___ EXTRACT PROVIDED
1: Can I use SUDAAN to analyze data from National Center for Health Statistics (NCHS)?

SUDAAN is commonly used to analyze data from such NCHS studies as the National Health Interview Survey (NHIS), National Health and Nutrition Examination Survey (NHANES), National Survey of Family Growth (NSFG) and many more. The NCHS web site contains many examples. Below are some links to useful information:

Variance Estimation for Person Data Using SUDAAN and the National Health Interview Survey (NHIS) Public-Use Person Data Files, 1987-94

Variance Estimation for Person Data Using the NHIS Public Use Person Data Tape, 1995. (pdf)

Sample Design, Sampling Weights, Imputation, and Variance Estimation in the 1995 National Survey of Family Growth (NSFG). This is a PDF document that includes several example programs using SUDAAN to analyze NSFG data. (Use Adobe Acrobat Reader to view.)

You can also search for further information and examples about using SUDAAN with NCHS and CDC data by using either the NCHS Web Search or the CDC Web Search sites. Enter SUDAAN as the search word and click SEARCH.
______
___ ENTRIES SUPPLIED
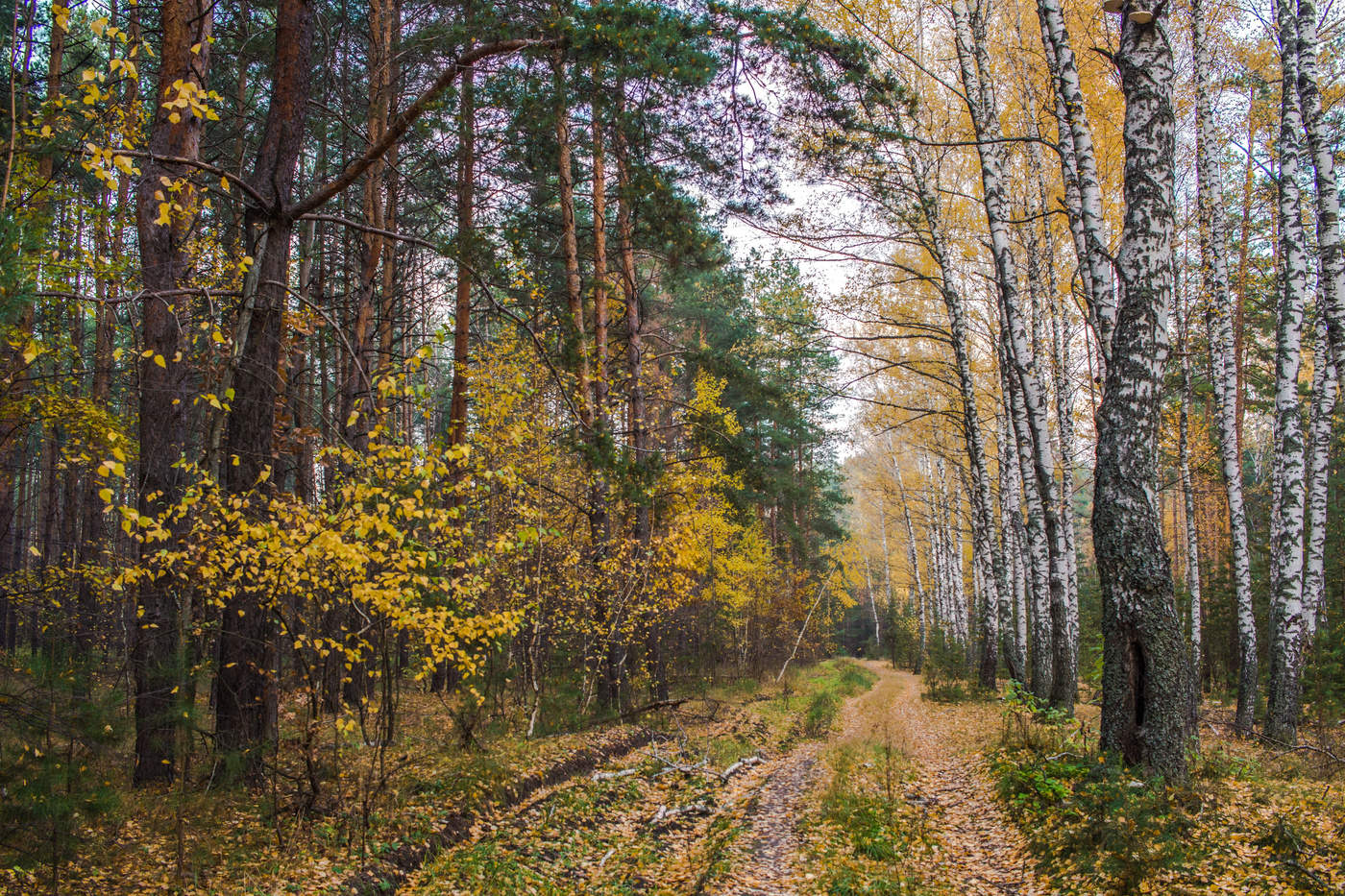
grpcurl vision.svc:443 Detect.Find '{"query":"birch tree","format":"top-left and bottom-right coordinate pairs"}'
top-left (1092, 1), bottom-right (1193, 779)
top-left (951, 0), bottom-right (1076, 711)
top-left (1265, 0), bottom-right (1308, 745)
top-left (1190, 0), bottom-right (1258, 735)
______
[WORK INSTRUCTION]
Reproduce word for word the stretch of the SUDAAN text above from "Sample Design, Sampling" through "and click SEARCH.".

[TASK RESPONSE]
Sample Design, Sampling Weights, Imputation, and Variance Estimation in the 1995 National Survey of Family Growth (NSFG). This is a PDF document that includes several example programs using SUDAAN to analyze NSFG data. (Use Adobe Acrobat Reader to view.)

You can also search for further information and examples about using SUDAAN with NCHS and CDC data by using either the NCHS Web Search or the CDC Web Search sites. Enter SUDAAN as the search word and click SEARCH.